Written problem 1: In the NFS thread, what does the class by Ted T'so say to always start with checking?
Written problem 2: Print the NFS thread verbatim from "The above explanation" up to and including "NFS server. Correct?".
Written problem 3: Write the next part of the NFS thread, picking up after its final line.

Page text:
- - - -

On 2020-06-01 11:08, Patrick Bégou wrote:
> >> I need some help with NFSv4 setup/tuning. I have a dedicated nfs server
> >> (2 x E5-2620 8cores/16 threads each, 64GB RAM, 1x10Gb ethernet and 16x
> >> 8TB HDD) used by two servers and a small cluster (400 cores). All the
> >> servers are running CentOS 7, the cluster is running CentOS6.
> >>
> >> Time to time on the server I get:
> >>
> >> kernel: NFSD: client xxx.xxx.xxx.xxx testing state ID with
> >> incorrect client ID
According to Red Hat Bugzilla [1], 2015-11-19:
"testing state ID with incorrect client ID" means the server
thinks a TEST_STATEID op was sent for a stateid associated with
a client different from the client associated with the session
over which the TEST_STATEID was sent. Perhaps this could be the
result of some confusion in the server's data structures but the
most straightforward explanation would be just that that's
really what the client did (perhaps as a result of a bug in
client recovery code?)
The above explanation is applicable but unless you're running
a rather old kernel that /particular/ bug is not.
My understanding of your issue from the thread to date is you've
not yet narrowed the issue to the NFS server, the network, the 2
server clients, or the cluster clients. In other words, the
corrupt client ID could be tendered by either of the 2 servers,
or by the cluster clients, or could be corrupted in transit over
the network, or could originate on the NFS server. Correct?
According to my notes from a class given by Ted T'so on NFS,
always start with checking network health. That should be easy,
using interface statistics, eg:
$ ifconfig eth3
eth3 Link encap:Ethernet HWaddr A0:36:9F:10:A9:06
inet addr:10.10.1.100 Bcast:10.10.1.255 Mask:255.255.255.0
inet6 addr: fe80::a236:9fff:fe10:a906/64 Scope:Link
UP BROADCAST RUNNING MULTICAST MTU:9000 Metric:1
RX packets:858295756 errors:0 dropped:0 overruns:0 frame:0
^^^^^^^^
TX packets:7090386023 errors:0 dropped:0 overruns:0 carrier:0
^^^^^^^^
collisions:0 txqueuelen:1000
RX bytes:495026510281 (461.0 GiB) TX bytes:10475167734024 (9.5 TiB)

- - - -

Location annotation dataset excerpts:
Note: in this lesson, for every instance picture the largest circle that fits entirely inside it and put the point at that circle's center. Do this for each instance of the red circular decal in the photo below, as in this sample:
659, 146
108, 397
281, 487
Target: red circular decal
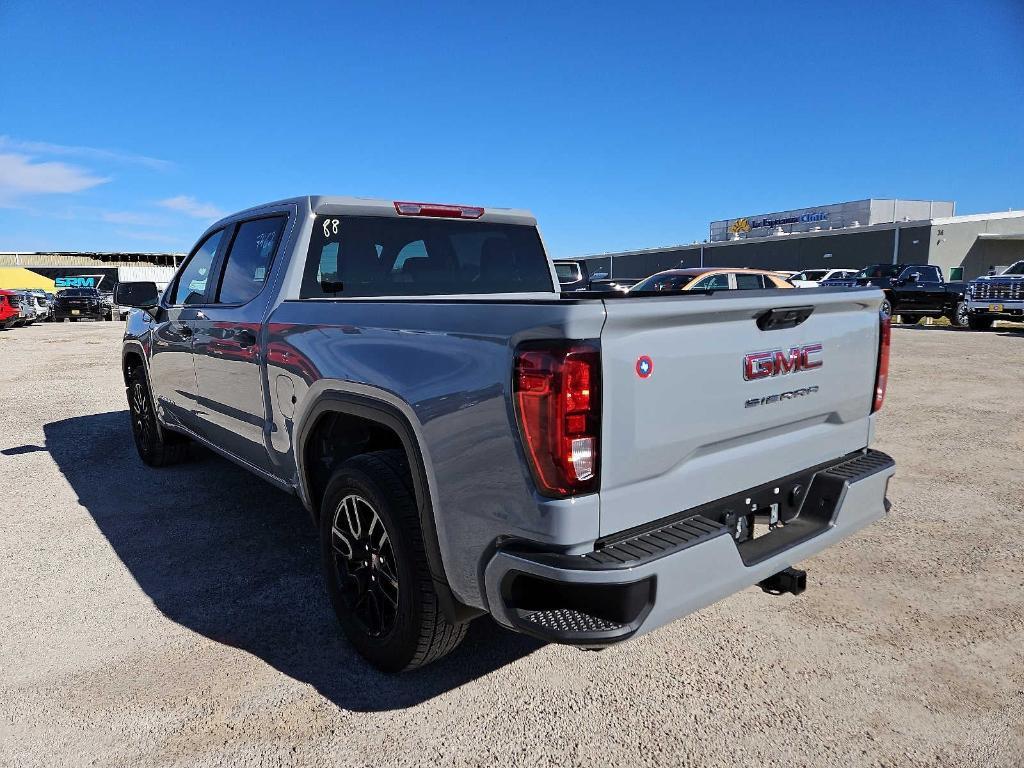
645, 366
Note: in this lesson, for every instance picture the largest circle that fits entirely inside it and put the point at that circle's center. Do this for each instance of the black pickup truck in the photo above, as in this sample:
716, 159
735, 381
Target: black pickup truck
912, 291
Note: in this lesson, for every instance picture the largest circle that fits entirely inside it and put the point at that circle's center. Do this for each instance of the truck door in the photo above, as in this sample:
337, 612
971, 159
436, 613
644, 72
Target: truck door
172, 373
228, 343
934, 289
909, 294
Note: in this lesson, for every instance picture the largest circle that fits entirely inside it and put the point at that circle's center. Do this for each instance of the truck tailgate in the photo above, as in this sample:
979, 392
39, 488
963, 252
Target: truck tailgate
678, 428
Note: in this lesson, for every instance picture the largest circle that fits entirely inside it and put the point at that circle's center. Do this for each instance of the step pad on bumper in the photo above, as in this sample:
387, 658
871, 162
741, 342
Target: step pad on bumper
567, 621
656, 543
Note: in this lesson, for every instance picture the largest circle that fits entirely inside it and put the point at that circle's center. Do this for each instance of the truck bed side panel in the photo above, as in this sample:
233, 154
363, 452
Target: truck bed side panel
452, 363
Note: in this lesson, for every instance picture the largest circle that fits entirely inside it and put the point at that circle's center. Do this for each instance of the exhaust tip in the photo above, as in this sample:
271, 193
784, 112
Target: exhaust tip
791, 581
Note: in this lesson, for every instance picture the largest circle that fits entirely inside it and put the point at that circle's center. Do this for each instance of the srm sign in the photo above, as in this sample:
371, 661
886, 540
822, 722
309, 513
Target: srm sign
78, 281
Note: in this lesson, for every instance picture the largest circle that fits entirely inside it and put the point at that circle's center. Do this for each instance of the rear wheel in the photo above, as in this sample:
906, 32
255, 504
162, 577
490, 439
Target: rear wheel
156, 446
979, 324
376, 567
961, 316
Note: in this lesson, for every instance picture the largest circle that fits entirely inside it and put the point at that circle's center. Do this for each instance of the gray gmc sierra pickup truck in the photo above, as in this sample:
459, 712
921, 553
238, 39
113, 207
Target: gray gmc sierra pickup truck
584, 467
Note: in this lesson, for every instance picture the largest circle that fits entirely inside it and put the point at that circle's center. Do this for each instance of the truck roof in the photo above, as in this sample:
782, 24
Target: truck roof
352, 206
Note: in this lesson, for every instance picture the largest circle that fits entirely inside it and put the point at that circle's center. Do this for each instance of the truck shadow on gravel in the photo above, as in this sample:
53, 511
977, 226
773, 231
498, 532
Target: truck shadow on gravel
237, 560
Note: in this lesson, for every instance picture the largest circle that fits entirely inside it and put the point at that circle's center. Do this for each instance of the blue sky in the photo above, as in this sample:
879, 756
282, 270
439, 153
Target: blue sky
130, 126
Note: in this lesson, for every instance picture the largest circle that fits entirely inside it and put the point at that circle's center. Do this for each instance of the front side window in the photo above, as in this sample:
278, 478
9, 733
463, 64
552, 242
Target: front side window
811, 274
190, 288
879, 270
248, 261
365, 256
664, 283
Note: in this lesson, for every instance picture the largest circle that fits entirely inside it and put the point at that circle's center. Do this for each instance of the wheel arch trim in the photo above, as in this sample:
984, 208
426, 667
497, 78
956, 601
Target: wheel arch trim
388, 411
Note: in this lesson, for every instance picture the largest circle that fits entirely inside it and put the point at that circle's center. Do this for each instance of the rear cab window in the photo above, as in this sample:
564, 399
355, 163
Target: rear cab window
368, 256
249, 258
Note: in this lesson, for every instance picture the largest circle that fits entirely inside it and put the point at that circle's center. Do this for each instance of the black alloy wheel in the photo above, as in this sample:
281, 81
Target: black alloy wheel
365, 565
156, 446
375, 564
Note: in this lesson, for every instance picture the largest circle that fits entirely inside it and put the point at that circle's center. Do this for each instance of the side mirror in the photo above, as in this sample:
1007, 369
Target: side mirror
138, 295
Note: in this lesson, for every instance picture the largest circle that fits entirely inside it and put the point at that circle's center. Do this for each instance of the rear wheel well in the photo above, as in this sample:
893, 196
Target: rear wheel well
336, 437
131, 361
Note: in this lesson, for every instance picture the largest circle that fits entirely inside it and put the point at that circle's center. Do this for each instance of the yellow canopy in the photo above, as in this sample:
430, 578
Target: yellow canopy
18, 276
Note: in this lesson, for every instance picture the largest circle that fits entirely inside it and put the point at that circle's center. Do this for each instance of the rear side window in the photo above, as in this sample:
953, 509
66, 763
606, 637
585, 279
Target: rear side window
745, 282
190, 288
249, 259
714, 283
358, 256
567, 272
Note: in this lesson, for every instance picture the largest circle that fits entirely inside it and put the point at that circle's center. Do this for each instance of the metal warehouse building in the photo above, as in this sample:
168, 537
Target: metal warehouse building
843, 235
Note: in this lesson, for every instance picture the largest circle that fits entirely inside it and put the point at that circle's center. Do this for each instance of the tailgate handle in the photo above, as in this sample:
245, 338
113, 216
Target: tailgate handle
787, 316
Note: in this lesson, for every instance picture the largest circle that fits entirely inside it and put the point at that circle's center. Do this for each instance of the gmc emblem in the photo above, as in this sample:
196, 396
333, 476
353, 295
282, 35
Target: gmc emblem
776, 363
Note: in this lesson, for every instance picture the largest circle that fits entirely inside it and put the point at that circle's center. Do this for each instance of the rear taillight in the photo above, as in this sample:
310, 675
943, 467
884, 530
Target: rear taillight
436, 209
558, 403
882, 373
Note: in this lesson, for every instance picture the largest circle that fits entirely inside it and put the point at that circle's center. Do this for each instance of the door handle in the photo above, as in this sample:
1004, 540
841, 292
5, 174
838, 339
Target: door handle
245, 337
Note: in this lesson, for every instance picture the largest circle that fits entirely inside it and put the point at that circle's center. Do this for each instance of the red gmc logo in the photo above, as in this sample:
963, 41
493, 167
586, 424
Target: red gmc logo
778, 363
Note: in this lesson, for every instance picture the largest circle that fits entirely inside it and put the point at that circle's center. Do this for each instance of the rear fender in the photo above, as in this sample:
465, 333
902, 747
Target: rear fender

- - - -

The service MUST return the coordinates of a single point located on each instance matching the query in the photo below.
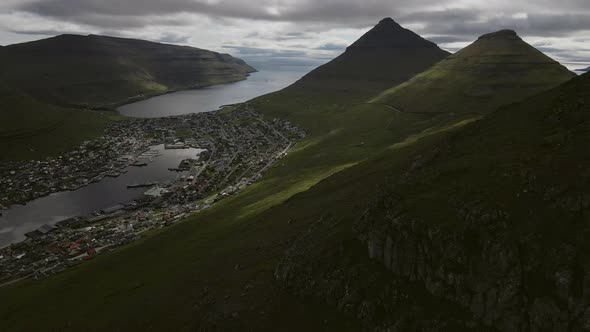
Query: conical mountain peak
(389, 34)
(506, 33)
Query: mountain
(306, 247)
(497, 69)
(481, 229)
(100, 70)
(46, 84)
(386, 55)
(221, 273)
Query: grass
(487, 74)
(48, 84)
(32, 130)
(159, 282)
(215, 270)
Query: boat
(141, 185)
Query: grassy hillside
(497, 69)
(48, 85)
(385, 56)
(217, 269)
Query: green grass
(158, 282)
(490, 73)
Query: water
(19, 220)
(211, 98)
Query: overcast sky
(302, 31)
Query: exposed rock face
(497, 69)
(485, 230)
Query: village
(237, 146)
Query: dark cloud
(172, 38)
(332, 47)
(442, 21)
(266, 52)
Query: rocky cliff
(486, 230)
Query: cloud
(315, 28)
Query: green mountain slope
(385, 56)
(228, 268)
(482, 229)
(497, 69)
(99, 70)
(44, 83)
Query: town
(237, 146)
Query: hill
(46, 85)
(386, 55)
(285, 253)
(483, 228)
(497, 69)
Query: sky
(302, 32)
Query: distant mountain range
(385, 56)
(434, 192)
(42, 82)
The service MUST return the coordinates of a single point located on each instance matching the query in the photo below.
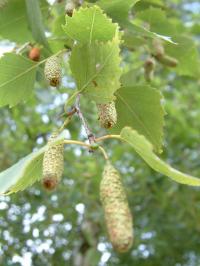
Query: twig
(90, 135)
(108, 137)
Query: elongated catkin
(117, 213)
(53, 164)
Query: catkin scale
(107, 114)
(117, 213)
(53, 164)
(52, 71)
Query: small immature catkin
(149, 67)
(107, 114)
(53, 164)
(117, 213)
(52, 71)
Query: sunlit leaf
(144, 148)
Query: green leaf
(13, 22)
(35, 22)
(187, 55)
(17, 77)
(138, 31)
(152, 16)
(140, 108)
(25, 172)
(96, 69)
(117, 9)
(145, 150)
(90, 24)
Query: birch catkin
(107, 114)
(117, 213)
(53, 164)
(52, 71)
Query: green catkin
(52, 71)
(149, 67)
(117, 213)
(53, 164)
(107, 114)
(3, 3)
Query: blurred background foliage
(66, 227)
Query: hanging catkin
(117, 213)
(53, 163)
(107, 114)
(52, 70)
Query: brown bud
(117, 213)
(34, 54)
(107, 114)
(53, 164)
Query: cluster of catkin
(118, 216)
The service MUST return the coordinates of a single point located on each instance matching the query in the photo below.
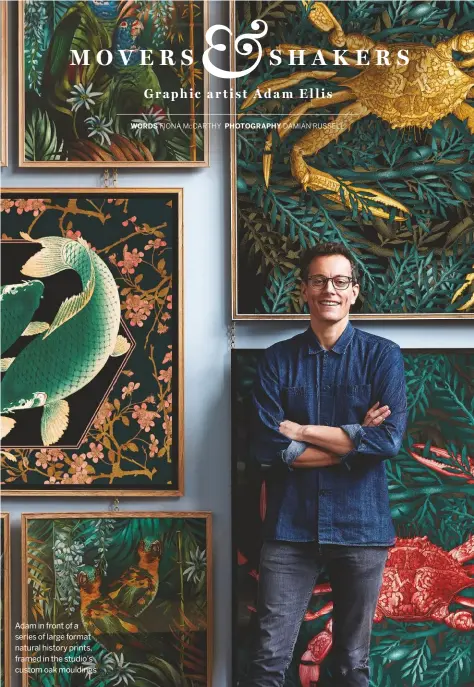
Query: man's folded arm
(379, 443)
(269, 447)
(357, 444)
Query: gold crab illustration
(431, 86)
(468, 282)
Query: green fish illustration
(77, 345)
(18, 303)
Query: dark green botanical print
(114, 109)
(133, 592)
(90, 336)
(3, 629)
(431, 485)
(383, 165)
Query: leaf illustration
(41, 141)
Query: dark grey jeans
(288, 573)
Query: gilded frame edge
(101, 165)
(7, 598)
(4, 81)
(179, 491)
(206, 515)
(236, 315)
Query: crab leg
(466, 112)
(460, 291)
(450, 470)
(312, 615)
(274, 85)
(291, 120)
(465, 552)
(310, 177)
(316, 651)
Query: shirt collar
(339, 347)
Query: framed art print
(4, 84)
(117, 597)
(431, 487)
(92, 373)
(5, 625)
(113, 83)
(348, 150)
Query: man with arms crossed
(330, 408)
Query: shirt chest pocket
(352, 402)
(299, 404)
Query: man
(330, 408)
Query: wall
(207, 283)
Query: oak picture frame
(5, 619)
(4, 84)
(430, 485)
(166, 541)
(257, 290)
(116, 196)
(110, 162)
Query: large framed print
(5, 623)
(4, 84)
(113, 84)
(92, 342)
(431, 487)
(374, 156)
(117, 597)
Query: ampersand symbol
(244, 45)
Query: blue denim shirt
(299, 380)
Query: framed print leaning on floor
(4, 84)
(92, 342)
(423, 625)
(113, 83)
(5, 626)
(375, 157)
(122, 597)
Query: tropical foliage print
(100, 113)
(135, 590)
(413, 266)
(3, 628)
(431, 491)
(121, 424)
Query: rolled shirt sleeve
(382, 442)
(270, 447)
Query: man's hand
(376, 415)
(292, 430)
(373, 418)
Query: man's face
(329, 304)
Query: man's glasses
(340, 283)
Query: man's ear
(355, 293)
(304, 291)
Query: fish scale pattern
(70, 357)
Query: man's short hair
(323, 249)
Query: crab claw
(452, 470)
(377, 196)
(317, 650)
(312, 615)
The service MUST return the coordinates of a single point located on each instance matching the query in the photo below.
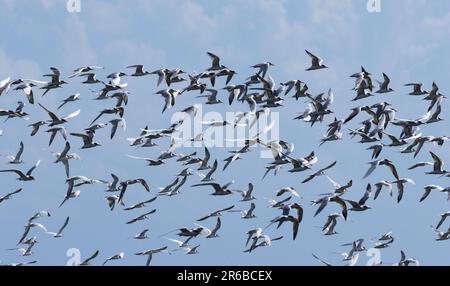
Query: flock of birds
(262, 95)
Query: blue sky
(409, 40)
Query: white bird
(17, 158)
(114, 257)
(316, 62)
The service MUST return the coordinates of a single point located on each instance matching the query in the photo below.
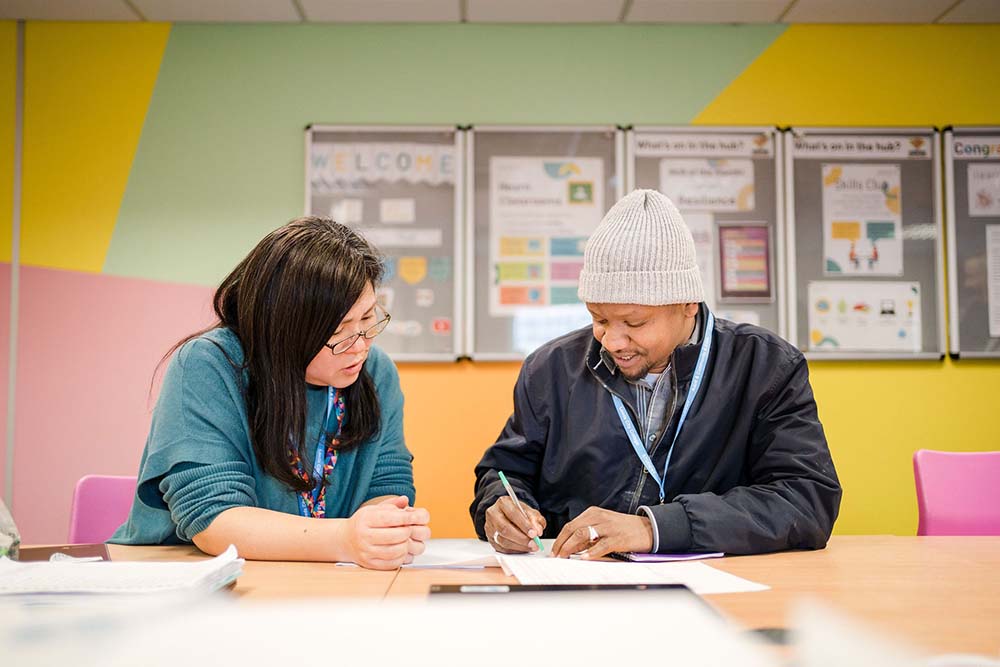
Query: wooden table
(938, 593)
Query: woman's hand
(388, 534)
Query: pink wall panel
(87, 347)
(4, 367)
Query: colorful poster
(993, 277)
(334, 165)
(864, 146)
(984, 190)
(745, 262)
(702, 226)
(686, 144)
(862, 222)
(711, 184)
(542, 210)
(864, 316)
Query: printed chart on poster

- - - -

Written response 1: Network health.

Written response 2:
The above explanation is applicable but unless you're running
a rather old kernel that /particular/ bug is not.
My understanding of your issue from the thread to date is you've
not yet narrowed the issue to the NFS server, the network, the 2
server clients, or the cluster clients. In other words, the
corrupt client ID could be tendered by either of the 2 servers,
or by the cluster clients, or could be corrupted in transit over
the network, or could originate on the NFS server. Correct?

Written response 3:
$ ip --stats link show eth3
eth3: <BROADCAST,MULTICAST,UP,LOWER_UP> mtu 9000 qdisc mq state UP qlen 1000
link/ether a0:36:9f:10:a9:06 brd ff:ff:ff:ff:ff:ff
RX: bytes packets errors dropped overrun mcast
495027287320 858296399 0 0 0 112282
^^^^^^
TX: bytes packets errors dropped carrier collsns
10475167775376 7090386249 0 0 0 0
^^^^^^
Layer 2 stats can also be checked using ethtool:
$ sudo ethtool --statistics eth3 | egrep 'dropped|errors'
rx_errors: 0
tx_errors: 0
...
If you've got a clean, healthy network, that leaves the clients
or the server. Maybe the clients are asking for the wrong ID.
To analyze the client ID given, you could capture traffic at
the server using, perhaps:
# tcpdump -W 10 -C 10 -w nfs_capture host <client-ipaddr>
Then using tshark or wireshark, see if the client is sending
consistent client ID's. If so, that would exonerate the clients,
leaving as suspect the NFS daemon code in the Linux kernel.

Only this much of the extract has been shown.